*** AUSGEWÄHLTER TEXTAUSZUG ***
Ich bin ein „Kümmerer“. Ich kümmere mich gerne und oft um andere. Das Kümmern zieht sich durch meinen gesamten Alltag. Ich kümmere mich beruflich um meine Klient:innen, betreue ehrenamtlich Menschen in akuten Notsituationen und bemühe mich auch im Freundeskreis, wie in der Familie, stets helfend da zu sein. Wenn ich auf der Straße Menschen begegne, die Hilfe benötigen, so bin ich selbstverständlich zur Stelle. Ich zögere keine Sekunde, wenn mich mitten in der Nacht ein Anruf aus dem Bett holt, um die Polizei bei der Überbringung einer Todesnachricht an eine Familie zu begleiten. Mich um andere zu kümmern, gehört für mich einfach dazu. Es erfüllt mich. Nur um einen Menschen kümmere ich mich oft nicht so, wie ich es sollte: um mich selbst. Dabei müsste ich es doch besser wissen! Ich habe gelernt, dass Selbstfürsorge und regelmäßige Psychohygiene die Voraussetzungen dafür sind, auch für andere optimal da sein zu können. Warum tue ich mir dann aber oft so schwer damit? Ich vermute, dass es daran liegt, dass dies ein „Ja zu mir“ benötigt, das gleichzeitig oft an ein „Nein zu dir“ gekoppelt ist. Jede Stunde, jede Minute, jede Sekunde meines Lebens habe ich nur einmal zur Verfügung. Ich entscheide wem, wie und wofür ich diese Zeit zur Verfügung stelle. Schenke ich sie Dir, dann erfüllt mich das so lange, wie ich selbst noch genug Reserve für mich habe. Neigt sich diese Reserve aber langsam dem Ende zu, versiegt irgendwann meine Kraft und die Erschöpfung tritt an ihre Stelle.
*** DATENSÄTZE ***
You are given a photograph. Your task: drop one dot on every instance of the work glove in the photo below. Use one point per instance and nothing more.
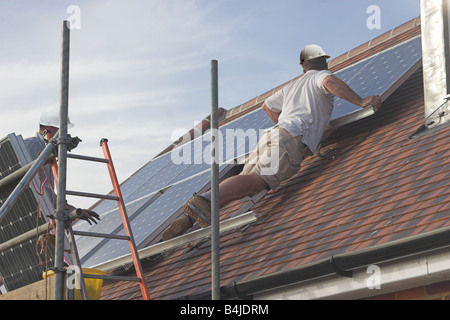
(89, 216)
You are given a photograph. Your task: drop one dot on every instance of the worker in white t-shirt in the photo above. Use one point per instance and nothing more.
(301, 112)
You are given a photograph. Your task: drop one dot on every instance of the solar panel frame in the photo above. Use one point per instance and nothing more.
(20, 265)
(406, 58)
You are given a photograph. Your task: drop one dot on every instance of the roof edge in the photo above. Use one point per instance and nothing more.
(347, 58)
(342, 264)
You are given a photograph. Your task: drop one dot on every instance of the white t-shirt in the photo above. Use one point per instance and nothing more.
(306, 107)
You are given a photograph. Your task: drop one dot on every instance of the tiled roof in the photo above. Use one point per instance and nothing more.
(374, 186)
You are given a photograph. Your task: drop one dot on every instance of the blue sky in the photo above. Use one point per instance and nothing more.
(140, 69)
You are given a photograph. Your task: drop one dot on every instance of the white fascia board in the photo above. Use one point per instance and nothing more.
(389, 277)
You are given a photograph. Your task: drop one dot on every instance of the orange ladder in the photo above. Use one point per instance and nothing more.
(125, 221)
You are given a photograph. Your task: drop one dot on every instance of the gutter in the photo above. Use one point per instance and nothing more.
(342, 265)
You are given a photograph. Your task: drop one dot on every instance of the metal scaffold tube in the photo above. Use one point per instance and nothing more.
(62, 143)
(215, 233)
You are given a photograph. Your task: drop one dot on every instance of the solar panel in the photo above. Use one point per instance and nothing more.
(148, 220)
(20, 266)
(155, 194)
(381, 74)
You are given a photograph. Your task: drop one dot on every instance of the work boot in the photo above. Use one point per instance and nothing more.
(199, 208)
(177, 228)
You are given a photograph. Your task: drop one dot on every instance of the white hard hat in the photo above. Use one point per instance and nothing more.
(50, 117)
(312, 51)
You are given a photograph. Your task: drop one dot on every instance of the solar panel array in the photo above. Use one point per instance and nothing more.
(155, 193)
(20, 265)
(379, 73)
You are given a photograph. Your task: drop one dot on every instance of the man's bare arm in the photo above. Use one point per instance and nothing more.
(341, 90)
(271, 114)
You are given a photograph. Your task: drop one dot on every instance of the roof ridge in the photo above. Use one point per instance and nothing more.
(349, 57)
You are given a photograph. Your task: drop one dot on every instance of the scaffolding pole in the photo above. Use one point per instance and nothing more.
(31, 171)
(62, 143)
(215, 233)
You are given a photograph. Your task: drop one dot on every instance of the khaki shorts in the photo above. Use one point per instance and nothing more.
(277, 158)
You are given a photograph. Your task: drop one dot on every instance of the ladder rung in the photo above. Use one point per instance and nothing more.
(91, 195)
(108, 277)
(100, 235)
(79, 157)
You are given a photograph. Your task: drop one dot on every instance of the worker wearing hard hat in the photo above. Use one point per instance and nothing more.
(48, 127)
(301, 111)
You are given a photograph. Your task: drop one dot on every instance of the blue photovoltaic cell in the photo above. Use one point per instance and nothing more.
(20, 265)
(185, 170)
(144, 224)
(376, 75)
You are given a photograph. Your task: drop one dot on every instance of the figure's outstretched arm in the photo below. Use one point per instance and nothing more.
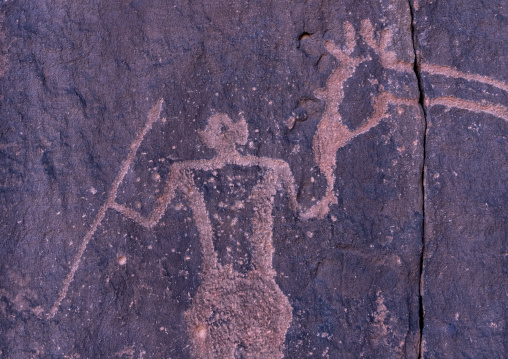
(162, 203)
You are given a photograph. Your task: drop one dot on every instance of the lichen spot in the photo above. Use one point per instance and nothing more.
(121, 260)
(200, 332)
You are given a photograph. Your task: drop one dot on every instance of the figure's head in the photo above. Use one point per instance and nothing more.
(222, 134)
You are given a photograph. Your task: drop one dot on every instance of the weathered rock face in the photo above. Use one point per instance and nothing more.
(463, 50)
(215, 180)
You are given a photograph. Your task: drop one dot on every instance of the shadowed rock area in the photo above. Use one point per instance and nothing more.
(463, 50)
(253, 179)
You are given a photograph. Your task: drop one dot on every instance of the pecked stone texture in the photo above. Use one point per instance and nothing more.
(176, 178)
(463, 50)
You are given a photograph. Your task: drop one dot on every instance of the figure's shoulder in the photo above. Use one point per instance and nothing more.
(268, 163)
(192, 165)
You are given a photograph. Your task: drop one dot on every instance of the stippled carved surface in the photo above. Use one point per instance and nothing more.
(270, 206)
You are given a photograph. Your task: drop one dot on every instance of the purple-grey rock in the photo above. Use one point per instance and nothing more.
(214, 179)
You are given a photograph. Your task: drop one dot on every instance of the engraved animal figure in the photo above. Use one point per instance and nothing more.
(332, 134)
(233, 314)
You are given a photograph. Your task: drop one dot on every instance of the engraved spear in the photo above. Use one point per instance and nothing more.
(153, 116)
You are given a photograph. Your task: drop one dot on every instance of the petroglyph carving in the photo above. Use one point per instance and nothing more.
(232, 313)
(332, 134)
(153, 116)
(472, 106)
(236, 314)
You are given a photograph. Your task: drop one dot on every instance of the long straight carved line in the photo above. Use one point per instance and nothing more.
(450, 72)
(153, 116)
(477, 107)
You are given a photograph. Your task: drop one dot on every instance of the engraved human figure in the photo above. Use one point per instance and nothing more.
(233, 314)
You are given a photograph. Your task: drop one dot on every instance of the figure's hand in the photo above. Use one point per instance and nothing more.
(118, 207)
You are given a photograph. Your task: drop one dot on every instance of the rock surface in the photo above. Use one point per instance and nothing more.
(244, 179)
(463, 51)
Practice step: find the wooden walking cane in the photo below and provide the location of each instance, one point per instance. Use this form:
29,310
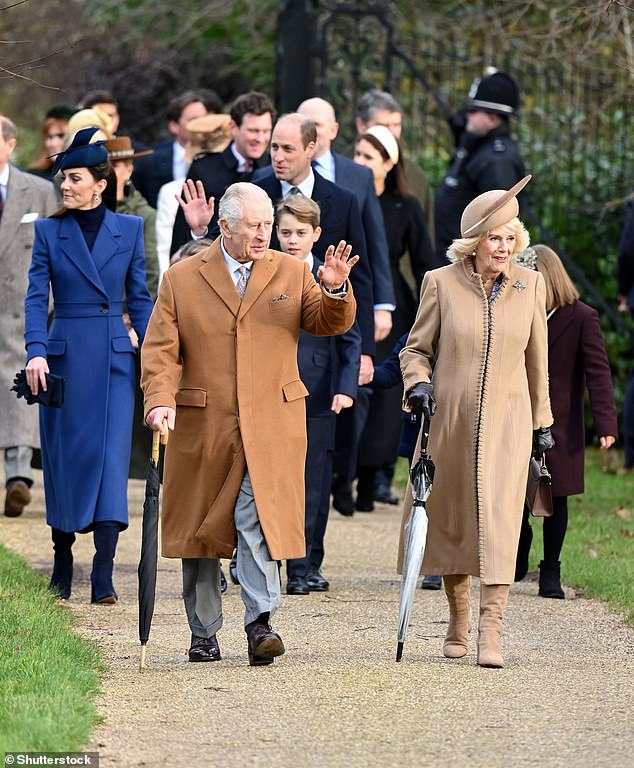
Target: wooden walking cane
149,543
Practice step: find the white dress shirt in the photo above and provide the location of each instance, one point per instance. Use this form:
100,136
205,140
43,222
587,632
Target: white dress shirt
325,166
305,187
179,162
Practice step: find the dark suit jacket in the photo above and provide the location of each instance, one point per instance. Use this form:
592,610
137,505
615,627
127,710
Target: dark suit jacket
152,171
340,220
217,171
328,365
576,360
359,180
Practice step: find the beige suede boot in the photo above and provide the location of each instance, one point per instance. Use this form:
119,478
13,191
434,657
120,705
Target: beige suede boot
457,589
493,599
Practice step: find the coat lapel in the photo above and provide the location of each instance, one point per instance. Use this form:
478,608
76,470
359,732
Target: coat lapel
559,322
214,271
107,242
322,195
261,274
18,203
73,246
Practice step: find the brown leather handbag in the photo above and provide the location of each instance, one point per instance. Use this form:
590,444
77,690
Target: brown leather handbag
539,495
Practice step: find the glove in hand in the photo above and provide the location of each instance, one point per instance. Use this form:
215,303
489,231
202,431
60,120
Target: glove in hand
421,399
543,441
54,395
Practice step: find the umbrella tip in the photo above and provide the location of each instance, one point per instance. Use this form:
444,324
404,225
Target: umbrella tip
142,662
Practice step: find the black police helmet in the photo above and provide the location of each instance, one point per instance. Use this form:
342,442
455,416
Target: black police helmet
497,93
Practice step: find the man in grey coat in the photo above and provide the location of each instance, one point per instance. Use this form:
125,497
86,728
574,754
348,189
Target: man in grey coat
23,199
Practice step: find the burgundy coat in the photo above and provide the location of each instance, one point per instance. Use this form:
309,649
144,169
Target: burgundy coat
576,359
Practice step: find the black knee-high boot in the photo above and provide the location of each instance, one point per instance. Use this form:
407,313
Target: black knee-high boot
554,534
62,576
106,536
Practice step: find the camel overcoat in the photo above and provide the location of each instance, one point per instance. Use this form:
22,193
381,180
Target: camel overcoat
229,367
490,378
29,198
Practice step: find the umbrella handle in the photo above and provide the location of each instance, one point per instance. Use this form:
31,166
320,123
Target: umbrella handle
425,435
158,438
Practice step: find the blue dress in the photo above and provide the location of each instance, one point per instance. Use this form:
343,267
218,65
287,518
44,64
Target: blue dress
86,442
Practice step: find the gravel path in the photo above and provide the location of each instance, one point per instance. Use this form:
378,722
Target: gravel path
337,698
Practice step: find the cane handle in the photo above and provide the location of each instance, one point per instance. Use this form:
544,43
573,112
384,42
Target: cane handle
158,438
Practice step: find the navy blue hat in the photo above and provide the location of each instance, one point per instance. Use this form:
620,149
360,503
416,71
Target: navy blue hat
81,153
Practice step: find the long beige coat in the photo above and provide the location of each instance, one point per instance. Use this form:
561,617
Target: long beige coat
491,388
230,370
28,198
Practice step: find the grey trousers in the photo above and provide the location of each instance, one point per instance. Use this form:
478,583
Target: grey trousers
258,574
17,462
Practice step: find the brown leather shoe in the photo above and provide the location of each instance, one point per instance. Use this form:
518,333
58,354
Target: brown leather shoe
18,496
264,645
204,649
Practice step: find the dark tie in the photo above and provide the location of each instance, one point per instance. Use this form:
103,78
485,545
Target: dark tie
241,285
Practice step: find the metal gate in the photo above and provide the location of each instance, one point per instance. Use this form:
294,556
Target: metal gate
574,127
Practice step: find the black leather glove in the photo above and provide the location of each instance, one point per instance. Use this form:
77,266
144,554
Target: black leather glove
421,399
543,441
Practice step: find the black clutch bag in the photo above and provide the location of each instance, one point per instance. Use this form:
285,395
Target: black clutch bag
538,488
54,395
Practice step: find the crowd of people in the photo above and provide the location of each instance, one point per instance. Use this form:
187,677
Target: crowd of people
285,307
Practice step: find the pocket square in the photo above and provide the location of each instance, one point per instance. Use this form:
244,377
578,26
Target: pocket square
54,395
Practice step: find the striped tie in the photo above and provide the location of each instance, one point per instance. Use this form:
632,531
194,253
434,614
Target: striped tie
241,285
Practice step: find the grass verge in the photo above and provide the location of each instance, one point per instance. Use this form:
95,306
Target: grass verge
597,557
48,674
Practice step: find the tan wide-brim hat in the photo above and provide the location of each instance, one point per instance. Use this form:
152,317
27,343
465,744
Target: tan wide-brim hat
120,148
491,209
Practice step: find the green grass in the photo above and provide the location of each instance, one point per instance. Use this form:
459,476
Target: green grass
598,552
48,674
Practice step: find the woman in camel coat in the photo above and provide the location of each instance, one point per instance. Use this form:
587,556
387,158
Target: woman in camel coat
479,347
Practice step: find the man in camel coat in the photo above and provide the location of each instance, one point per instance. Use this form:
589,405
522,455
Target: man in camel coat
223,371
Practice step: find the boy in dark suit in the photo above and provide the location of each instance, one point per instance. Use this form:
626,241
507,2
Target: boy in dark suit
329,367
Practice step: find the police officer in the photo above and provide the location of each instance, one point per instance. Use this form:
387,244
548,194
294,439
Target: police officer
486,157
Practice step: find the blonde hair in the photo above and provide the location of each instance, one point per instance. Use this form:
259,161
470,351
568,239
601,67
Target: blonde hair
466,246
304,209
88,118
560,290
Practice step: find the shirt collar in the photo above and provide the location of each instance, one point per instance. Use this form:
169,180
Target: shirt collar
242,161
232,264
305,187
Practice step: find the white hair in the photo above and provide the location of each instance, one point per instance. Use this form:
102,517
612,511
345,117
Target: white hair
231,203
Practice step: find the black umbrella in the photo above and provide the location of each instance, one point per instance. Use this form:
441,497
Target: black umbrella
415,535
149,546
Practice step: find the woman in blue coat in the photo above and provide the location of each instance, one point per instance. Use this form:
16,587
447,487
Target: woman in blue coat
92,259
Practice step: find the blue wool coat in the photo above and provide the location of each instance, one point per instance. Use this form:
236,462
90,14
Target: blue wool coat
86,442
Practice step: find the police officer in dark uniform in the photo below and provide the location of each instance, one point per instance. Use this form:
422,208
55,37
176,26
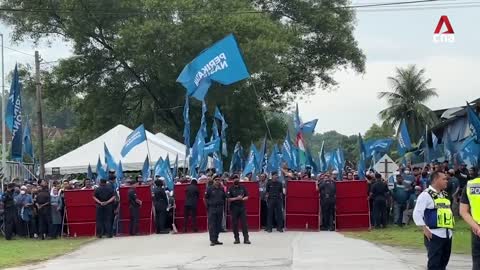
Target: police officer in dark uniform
***
■ AUFGABENLISTE
a) Fasse im Text über das Kümmern den Absatz, der mit „Ich bin ein“ beginnt, als kurze Stichpunktliste zusammen und behalte dabei seine wichtigsten Fakten bei.
b) Nimm den Text über das Kümmern nach seinem letzten Satz wieder auf und schreibe ihn weiter.

■ LÖSUNGEN DER AUFGABEN
a)
- Ich kümmere mich gern und oft um andere: beruflich um Klient:innen, ehrenamtlich um Menschen in akuten Notsituationen, außerdem im Freundeskreis, in der Familie und bei Hilfsbedürftigen auf der Straße.
- Auch mitten in der Nacht begleite ich ohne Zögern die Polizei, wenn sie einer Familie eine Todesnachricht überbringt.
- Das Kümmern erfüllt mich, nur um mich selbst kümmere ich mich oft nicht so, wie ich es sollte.
- Dabei habe ich gelernt, dass Selbstfürsorge und regelmäßige Psychohygiene die Voraussetzung sind, um für andere optimal da zu sein.
- Vermutlich fällt es mir schwer, weil ein „Ja zu mir“ oft mit einem „Nein zu dir“ verbunden ist.
- Jede Zeiteinheit meines Lebens habe ich nur einmal, und ich entscheide, wem, wie und wofür ich sie gebe.
- Das Schenken meiner Zeit erfüllt mich nur, solange meine eigene Reserve reicht. Geht sie zu Ende, versiegt meine Kraft und Erschöpfung tritt an ihre Stelle.

b)
Viele „Kümmerer“ leiden unter dem Helfersyndrom. Manchmal verbirgt sich dahinter der Wunsch, der Gesellschaft oder einer Person irgendetwas zurückgeben zu müssen. Schuldgefühle können ein starker Motor für „Kümmerer“ sein. Hinter dem Kümmern kann sich aber auch der verdeckte Wunsch nach einem Ausgleich verbergen, frei nach dem Motto: Wer gibt, dem wird gegeben. In diesem Fall stellt das Engagement einen stillen Schrei nach Zuwendung, Anerkennung und Wertschätzung dar. Möglicherweise war z.B. das sich Kümmern um jüngere Geschwister in der Kindheit ein Weg, um von den Eltern wahrgenommen zu werden. Vergessen wir dabei auch nicht, dass schon in der Bibel geschrieben steht: „Geben ist seliger als Nehmen.“ Aber: Um geben zu können, muss ich vorher selbst genug bekommen und auch genommen haben. War das nicht der Fall, sind Schwierigkeiten im Leben oft die Folge. Hinter so mancher „Kümmerer“-Biografie verbirgt sich ein Leben, das nicht für sich selbst, sondern für andere gelebt wurde. Sich zu kümmern kann so zu einem Zwang, zur Selbstvergessenheit und Selbstaufgabe, aber nur selten zur Erfüllung führen.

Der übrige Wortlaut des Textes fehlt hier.